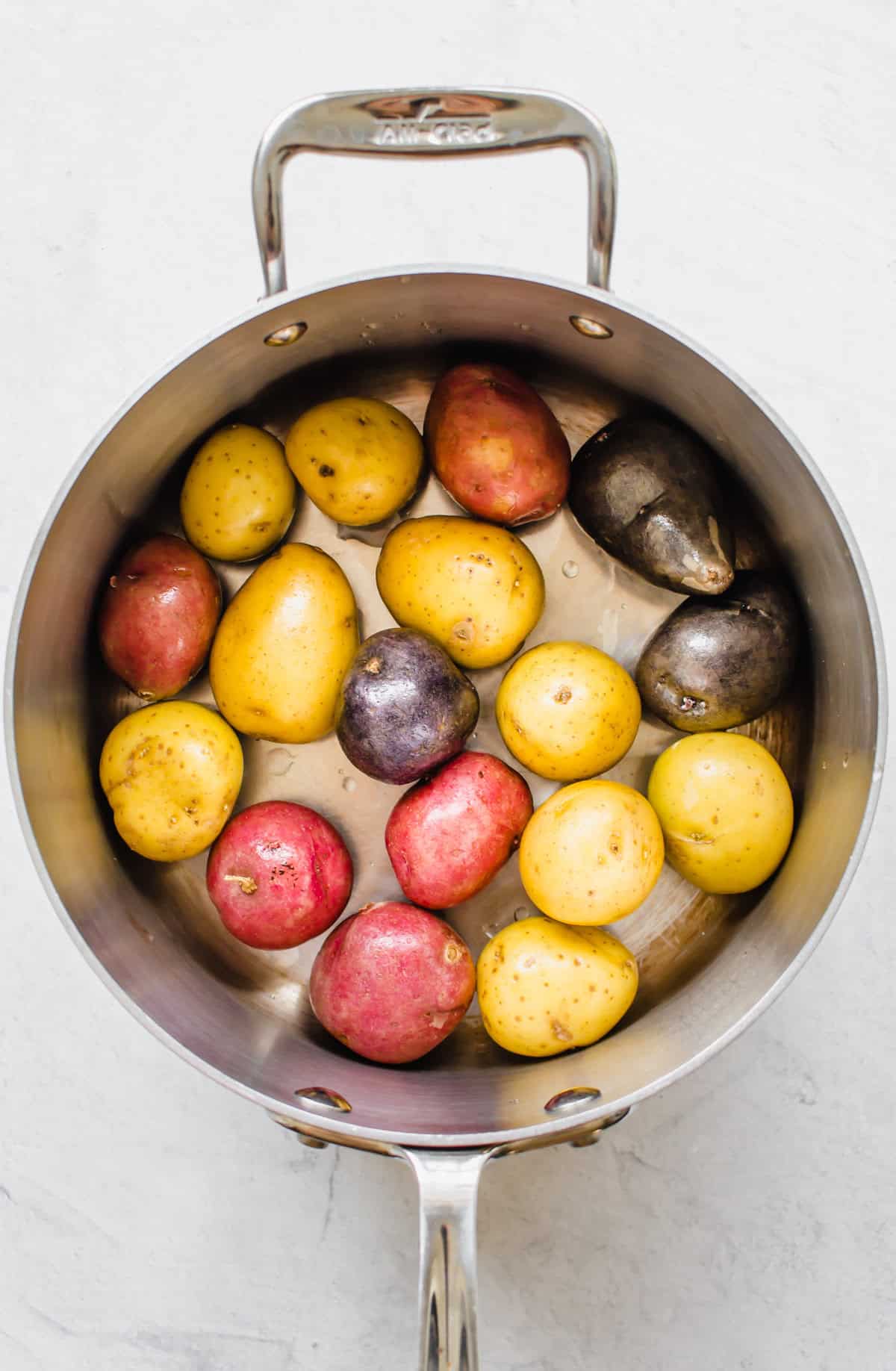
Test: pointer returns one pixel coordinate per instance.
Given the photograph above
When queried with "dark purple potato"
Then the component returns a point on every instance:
(644, 488)
(715, 664)
(405, 706)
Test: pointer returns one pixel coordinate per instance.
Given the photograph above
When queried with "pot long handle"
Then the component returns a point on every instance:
(448, 1187)
(432, 122)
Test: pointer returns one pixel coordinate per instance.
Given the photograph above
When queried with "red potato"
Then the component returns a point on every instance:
(449, 836)
(279, 875)
(158, 616)
(392, 982)
(495, 444)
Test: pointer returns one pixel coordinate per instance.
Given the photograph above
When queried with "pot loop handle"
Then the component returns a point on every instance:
(432, 122)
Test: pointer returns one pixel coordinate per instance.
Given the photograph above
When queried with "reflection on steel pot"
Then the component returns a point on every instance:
(151, 931)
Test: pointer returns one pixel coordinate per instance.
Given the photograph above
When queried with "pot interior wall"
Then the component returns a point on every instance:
(706, 961)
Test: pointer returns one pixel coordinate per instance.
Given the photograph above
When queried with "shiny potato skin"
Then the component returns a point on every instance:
(405, 708)
(644, 487)
(721, 662)
(495, 444)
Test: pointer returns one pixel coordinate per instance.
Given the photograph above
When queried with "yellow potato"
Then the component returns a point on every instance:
(591, 853)
(544, 987)
(566, 710)
(284, 644)
(358, 459)
(172, 774)
(474, 587)
(727, 810)
(239, 497)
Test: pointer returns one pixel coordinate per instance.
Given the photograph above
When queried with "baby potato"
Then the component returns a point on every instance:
(284, 646)
(239, 497)
(544, 987)
(476, 588)
(592, 853)
(567, 710)
(358, 459)
(725, 808)
(172, 774)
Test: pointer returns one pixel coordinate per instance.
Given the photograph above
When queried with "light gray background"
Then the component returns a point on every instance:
(152, 1222)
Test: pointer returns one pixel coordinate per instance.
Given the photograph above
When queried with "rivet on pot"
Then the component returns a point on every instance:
(321, 1095)
(290, 334)
(573, 1098)
(589, 328)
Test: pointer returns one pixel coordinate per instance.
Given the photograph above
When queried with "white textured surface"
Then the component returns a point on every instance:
(151, 1222)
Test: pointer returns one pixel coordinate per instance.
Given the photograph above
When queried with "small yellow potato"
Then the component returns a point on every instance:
(592, 853)
(284, 646)
(476, 588)
(239, 497)
(567, 710)
(546, 987)
(358, 459)
(725, 808)
(172, 774)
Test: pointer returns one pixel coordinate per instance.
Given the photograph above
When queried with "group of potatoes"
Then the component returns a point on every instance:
(285, 664)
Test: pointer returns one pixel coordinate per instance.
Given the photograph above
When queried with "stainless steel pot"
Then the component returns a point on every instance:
(709, 964)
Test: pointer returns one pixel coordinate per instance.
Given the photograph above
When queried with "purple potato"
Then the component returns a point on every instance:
(721, 662)
(644, 487)
(405, 706)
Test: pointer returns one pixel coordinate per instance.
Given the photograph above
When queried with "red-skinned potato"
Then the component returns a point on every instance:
(495, 444)
(392, 982)
(449, 836)
(158, 616)
(279, 875)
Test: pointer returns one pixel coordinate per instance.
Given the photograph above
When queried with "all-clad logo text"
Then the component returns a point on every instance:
(436, 134)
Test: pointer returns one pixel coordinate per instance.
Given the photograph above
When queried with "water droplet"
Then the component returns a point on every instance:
(279, 761)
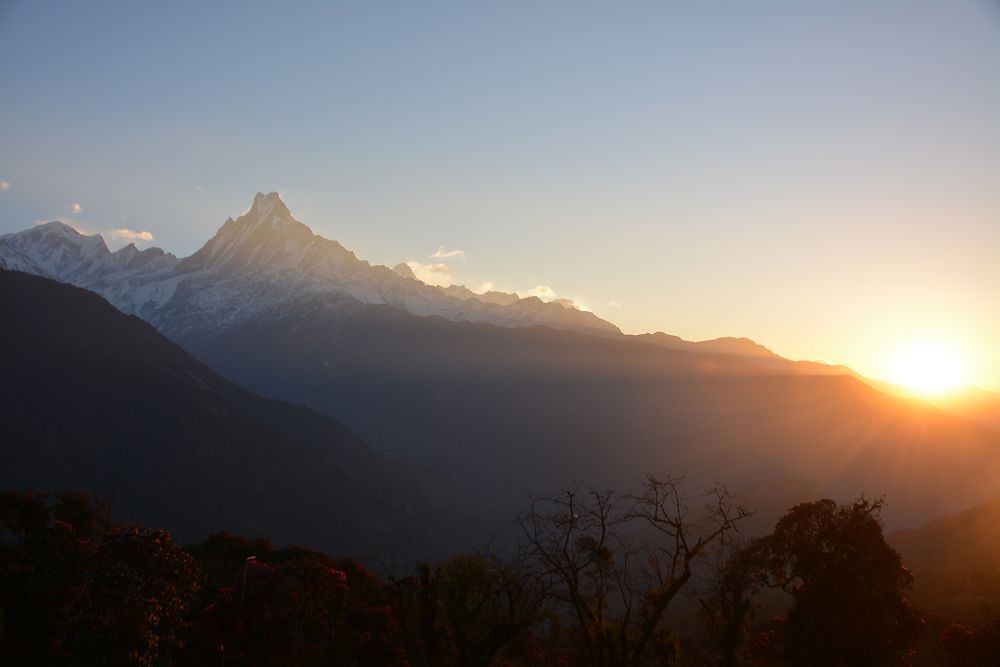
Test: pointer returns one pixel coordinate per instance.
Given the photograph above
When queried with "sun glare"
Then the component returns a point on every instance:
(928, 368)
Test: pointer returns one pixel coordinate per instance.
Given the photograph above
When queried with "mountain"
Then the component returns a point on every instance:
(514, 412)
(97, 400)
(263, 258)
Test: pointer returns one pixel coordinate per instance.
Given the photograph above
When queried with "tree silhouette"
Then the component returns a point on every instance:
(847, 586)
(617, 562)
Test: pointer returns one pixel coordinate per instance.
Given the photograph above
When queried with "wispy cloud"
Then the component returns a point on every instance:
(546, 293)
(432, 274)
(131, 234)
(485, 287)
(68, 223)
(543, 292)
(443, 253)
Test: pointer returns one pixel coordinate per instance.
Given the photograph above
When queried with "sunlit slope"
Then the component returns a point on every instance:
(99, 401)
(517, 411)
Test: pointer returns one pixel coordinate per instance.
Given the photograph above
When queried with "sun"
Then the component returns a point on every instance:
(928, 368)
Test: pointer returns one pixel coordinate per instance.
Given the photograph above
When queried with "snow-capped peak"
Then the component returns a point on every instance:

WHAT THE TASK ASKS:
From the listing, extract all text exactly as given and drop any picture.

IN RESPONSE:
Test: pointer returns one pixel coordinate per instance.
Given the photograph above
When queried with "dark purple potato"
Then the component returns a point on every instance:
(644, 488)
(715, 664)
(405, 706)
Test: pointer returns one pixel coordinate per instance.
Given the photograph above
When queried with "pot long handle"
Then the component returns a point on every instance:
(448, 1187)
(432, 122)
Test: pointer returns one pixel coordinate per instance.
Given the photograph above
When queried with "red potato"
Then the component returns a point on every instance:
(449, 836)
(279, 875)
(158, 616)
(392, 982)
(495, 444)
Test: pointer returns one pixel coordinate per instance.
Given the photograph above
When queried with "pot loop handle"
Then the component returns a point on every instance:
(432, 122)
Test: pointer returns one pixel coordinate per instance.
Given the photograph above
When queried with "reflection on steel pot"
Then the component returns a point on every instance:
(151, 931)
Test: pointer returns one pixel coordinate per instance.
Given the photograph above
When queried with "pot interior wall"
Then the component returns a point on every instance:
(706, 961)
Test: pointer returns one pixel coordinate per instance.
Given the photograph above
When queried with "shiny potato skin"
Then the component returns a point on every instance:
(405, 708)
(644, 487)
(721, 662)
(495, 444)
Test: pointer returns one pixel coordinate per instance.
Given the photograph above
When queried with "yellow potato"
Then the component returns a point on every instance:
(591, 853)
(544, 987)
(566, 710)
(284, 644)
(358, 459)
(172, 774)
(474, 587)
(727, 810)
(239, 497)
Test: pointer returns one pixel coordinate per instance.
Given the photograph above
When queried with "baby potato"
Then the component returns a point on every instance:
(284, 646)
(239, 497)
(544, 987)
(476, 588)
(592, 853)
(567, 710)
(358, 459)
(725, 808)
(172, 774)
Test: pointer returns one pixel coordinate per instance.
Given the photograph above
When queried with "light gray background"
Then the component returns a point on every instance:
(152, 1222)
Test: pointer returns one pixel coordinate per instance.
Given the photograph above
When queried with "rivet on pot"
Then the component returns a point on every instance:
(321, 1095)
(290, 334)
(573, 1098)
(589, 328)
Test: pointer returns one pixel coordinate per instance.
Given the photograph above
When queried with "white textured surface"
Then the component returns a point on every instance:
(151, 1222)
Test: pointer returns one pixel coordinate per instance.
Given the photograph above
When queried with "small yellow potato"
Then the component returns a point on every instance:
(592, 853)
(284, 646)
(476, 588)
(239, 497)
(567, 710)
(546, 987)
(358, 459)
(725, 808)
(172, 774)
Test: pointer returns one pixel coordinate per instance.
Given the photograph above
When queried with "group of potatoes"
Then the component returns a point on every instance:
(285, 664)
Test: pointer returns one pixel coordinate per instance.
Given the photograph above
When queried with "stainless steel pot"
Then the component returns a point on every instance:
(709, 964)
Test: pointer returns one pixel coordinate per instance.
Given the photograph above
When queried with "purple potato"
Then the component returns a point on every instance:
(721, 662)
(644, 487)
(405, 706)
Test: pointer returns one pixel coordinate per instance.
Given the photograph above
When queried with "red-skinned potato"
Then the component returns a point on every instance:
(495, 444)
(392, 982)
(449, 836)
(158, 616)
(279, 875)
Test: pointer returns one pixel coordinate per instance.
Given the photograph above
When queried with "all-clad logo text"
Then the component returns a point on every instance:
(436, 134)
Test: pointer returns one pixel coordinate per instance.
Given the photograph above
When queried with "water droplet"
Then the component returns a point on every instance:
(279, 761)
Test: pointer returns one pixel coordinate per instance.
Given the photograph above
When queried with "sun glare"
Then the component returns a point on every instance:
(928, 368)
Test: pointer returns one pixel coordinate per instance.
Given the photograph above
When queried with "mountain"
Then the component returns a point on every instance:
(514, 412)
(97, 400)
(263, 258)
Test: pointer returns one pixel coordinate per instance.
Given the photograph above
When queried with "tree silhouette"
Then the component returns a point on every instance:
(847, 586)
(617, 562)
Test: pointer returns one pixel coordinate per instance.
Given the photograph above
When queried with "wispy cloud"
Then the component returns a point on every instance:
(546, 293)
(432, 274)
(131, 234)
(485, 287)
(68, 223)
(543, 292)
(443, 253)
Test: pointer returns one pixel coordinate per instance.
Given the photograph above
When queried with "sunlit slope"
Then the component returns a point on every instance:
(99, 401)
(517, 411)
Test: pointer returns one pixel coordinate per instance.
Given the photograph above
When queried with "sun"
Then the component returns a point on every instance:
(928, 368)
Test: pointer returns one pixel coordinate per instance.
Given the photograph above
When queried with "snow-capped peak"
Then the component returns a point on every instance:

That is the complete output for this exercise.